§ Written instruction 1: Name every person mentioned by name in the cycling post below.
________________
Yes, it's a blur to me too! Need to remember to keep something handy to wipe the camera lens from time to time.
Yes, it’s a blur to me too! Need to remember to keep something handy to wipe the camera lens from time to time.
This was one of those mornings where, going over Jefferson, you wonder if you’re going to make it to the top of Kings. Just didn’t feel like I had it in me. Of course, such feelings don’t matter; worst-case scenario, it’s only a matter of time and whatever it was that seemed impossible will be an earlier accomplishment. It’s not like I felt good going up Kings, but this was definitely one of those rides where, the longer you went, the better you felt.

Karen, on the other hand, felt good at the start. She took off, fast. Eventually JR went after her, with Karl in-between myself and Eric.

Cold? Not terribly, but 41.8 degrees, after how warm it had been just 10 days ago, seemed a bit rude. Windy? Oh heck yeah, although truthfully we never felt it, just heard it in the trees above.

In fact, my hardest ride of the day came much later, after my Complete Streets Committee meeting in Redwood City. By 8:30pm there wasn’t much left in the tank, but it was time to head back up the hill home, and into a very, very strong wind. More than once I got a strong-enough sideways gust that forced me to recalibrate my line! Hopefully the winds will be behind us soon. Right?
________________
§ Written instruction 2: Quote the lines of the listing, beginning with the line containing "Practice step: find the dark" and continuing through the final line of the listing.

§ Data shown:
________________
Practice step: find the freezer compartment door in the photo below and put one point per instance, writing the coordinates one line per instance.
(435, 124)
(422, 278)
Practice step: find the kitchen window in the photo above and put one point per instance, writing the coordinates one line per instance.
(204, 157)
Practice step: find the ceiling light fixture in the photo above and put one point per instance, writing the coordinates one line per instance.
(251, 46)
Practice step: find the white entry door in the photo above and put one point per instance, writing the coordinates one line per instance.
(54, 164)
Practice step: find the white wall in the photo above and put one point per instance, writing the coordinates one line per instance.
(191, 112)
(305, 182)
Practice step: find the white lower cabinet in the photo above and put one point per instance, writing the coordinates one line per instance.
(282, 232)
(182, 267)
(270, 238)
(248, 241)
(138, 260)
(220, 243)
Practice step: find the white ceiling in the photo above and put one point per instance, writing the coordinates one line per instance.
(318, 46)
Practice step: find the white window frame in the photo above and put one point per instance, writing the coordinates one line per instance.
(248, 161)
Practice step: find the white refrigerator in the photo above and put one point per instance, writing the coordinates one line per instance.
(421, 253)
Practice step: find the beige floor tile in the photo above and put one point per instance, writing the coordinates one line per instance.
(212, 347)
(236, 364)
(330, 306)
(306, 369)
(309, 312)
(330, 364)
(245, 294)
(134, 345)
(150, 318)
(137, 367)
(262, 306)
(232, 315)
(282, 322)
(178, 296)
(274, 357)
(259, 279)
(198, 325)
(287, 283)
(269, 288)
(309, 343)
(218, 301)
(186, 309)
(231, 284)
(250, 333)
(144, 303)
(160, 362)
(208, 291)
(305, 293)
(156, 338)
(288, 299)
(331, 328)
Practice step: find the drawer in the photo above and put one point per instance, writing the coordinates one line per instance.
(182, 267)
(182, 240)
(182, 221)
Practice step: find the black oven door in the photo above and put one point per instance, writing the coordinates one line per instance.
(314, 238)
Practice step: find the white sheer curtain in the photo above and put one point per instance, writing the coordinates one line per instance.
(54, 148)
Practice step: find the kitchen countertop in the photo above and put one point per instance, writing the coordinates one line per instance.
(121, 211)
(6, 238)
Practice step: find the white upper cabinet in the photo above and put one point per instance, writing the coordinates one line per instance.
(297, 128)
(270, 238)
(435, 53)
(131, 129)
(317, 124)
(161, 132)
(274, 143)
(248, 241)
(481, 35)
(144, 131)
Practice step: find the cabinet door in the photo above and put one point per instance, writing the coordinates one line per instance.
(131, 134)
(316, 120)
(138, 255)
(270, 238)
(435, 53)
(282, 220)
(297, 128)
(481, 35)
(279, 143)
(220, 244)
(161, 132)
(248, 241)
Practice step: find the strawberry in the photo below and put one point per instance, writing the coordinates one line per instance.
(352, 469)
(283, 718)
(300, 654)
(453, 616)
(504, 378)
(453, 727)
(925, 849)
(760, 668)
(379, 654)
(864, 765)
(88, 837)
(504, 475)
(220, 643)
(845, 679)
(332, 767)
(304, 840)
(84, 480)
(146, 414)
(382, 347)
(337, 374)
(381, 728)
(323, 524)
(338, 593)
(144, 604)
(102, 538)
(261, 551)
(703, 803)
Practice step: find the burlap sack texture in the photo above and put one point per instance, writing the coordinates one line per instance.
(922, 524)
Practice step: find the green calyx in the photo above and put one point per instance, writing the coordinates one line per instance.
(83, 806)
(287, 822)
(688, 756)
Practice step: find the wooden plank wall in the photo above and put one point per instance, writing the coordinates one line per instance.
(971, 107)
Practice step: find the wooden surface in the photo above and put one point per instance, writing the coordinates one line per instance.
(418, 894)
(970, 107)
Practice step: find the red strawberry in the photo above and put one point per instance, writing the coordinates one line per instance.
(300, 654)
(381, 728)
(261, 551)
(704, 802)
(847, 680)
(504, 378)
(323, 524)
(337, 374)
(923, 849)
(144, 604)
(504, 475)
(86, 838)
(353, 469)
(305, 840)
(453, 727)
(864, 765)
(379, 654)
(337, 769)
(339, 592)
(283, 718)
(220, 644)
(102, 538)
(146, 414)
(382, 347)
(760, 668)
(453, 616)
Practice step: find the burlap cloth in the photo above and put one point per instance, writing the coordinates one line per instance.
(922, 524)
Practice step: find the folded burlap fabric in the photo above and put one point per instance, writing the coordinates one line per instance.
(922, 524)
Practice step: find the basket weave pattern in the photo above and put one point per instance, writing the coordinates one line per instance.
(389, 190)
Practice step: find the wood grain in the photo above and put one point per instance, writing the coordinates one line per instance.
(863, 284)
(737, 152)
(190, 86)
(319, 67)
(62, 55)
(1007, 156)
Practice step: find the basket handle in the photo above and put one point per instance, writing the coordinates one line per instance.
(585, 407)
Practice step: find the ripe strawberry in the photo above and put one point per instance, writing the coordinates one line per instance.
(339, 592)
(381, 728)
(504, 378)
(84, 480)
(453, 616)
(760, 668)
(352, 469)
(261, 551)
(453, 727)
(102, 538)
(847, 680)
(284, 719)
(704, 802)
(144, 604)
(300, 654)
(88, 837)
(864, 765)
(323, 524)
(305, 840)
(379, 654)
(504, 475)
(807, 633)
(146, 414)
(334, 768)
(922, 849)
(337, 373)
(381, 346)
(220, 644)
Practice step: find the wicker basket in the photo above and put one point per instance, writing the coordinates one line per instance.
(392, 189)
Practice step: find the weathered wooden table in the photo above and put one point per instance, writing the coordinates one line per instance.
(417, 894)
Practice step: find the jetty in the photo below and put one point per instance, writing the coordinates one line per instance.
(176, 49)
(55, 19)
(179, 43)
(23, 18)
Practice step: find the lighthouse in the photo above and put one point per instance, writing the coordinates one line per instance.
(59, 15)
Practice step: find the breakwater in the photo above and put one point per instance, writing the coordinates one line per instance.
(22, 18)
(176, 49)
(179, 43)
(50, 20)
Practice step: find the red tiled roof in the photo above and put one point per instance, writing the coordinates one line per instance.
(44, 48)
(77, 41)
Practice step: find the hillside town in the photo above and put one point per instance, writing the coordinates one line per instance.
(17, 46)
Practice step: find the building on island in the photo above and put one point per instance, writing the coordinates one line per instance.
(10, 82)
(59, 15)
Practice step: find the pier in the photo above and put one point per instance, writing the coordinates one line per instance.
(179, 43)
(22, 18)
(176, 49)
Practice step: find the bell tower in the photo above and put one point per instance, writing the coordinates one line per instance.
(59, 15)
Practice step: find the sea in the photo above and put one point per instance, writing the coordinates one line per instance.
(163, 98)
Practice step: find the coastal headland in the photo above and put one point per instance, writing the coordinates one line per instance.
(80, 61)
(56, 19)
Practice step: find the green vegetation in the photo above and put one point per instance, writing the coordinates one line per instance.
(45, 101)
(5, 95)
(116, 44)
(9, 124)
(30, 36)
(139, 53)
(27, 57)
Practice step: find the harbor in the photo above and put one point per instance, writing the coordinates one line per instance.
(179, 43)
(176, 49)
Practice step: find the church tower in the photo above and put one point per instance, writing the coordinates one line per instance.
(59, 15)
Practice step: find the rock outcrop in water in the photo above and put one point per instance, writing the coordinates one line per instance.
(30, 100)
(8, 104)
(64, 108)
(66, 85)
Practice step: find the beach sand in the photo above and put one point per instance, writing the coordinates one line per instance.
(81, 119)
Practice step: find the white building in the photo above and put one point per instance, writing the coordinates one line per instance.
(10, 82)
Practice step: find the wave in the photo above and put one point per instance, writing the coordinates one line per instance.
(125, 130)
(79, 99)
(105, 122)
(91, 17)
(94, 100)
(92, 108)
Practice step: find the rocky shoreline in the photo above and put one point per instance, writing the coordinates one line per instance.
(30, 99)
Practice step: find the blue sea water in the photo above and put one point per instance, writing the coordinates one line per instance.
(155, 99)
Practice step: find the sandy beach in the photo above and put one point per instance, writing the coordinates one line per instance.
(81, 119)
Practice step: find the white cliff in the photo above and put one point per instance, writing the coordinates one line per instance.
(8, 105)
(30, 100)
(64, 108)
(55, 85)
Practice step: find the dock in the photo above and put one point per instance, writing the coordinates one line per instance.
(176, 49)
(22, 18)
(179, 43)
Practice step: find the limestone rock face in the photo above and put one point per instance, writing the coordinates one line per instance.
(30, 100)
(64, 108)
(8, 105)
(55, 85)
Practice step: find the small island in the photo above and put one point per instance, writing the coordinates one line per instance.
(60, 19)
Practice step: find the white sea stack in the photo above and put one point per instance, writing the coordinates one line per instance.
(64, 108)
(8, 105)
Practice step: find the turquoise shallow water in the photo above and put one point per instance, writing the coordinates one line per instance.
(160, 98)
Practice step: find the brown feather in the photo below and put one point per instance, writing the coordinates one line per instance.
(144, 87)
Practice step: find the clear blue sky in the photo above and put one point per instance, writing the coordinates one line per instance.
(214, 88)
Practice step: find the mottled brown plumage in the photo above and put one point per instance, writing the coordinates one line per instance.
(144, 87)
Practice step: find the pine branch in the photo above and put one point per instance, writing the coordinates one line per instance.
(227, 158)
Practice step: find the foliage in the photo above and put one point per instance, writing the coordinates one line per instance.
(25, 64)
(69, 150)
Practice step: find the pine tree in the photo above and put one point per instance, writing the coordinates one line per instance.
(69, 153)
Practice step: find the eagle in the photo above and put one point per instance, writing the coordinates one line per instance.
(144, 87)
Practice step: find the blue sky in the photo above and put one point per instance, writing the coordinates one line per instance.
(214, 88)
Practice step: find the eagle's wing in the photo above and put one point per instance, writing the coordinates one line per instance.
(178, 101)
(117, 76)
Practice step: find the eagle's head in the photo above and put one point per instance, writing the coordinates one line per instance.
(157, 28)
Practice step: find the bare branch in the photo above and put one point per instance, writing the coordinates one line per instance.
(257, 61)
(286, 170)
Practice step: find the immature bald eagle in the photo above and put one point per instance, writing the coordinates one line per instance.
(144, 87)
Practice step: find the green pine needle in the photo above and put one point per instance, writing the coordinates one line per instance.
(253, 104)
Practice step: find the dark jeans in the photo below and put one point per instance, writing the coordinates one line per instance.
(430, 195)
________________
§ Exercise solution 1: Karen, JR, Karl, Eric

§ Exercise solution 2:
Practice step: find the dark jeans in the photo below and put one point per instance, writing the coordinates one line per instance.
(430, 195)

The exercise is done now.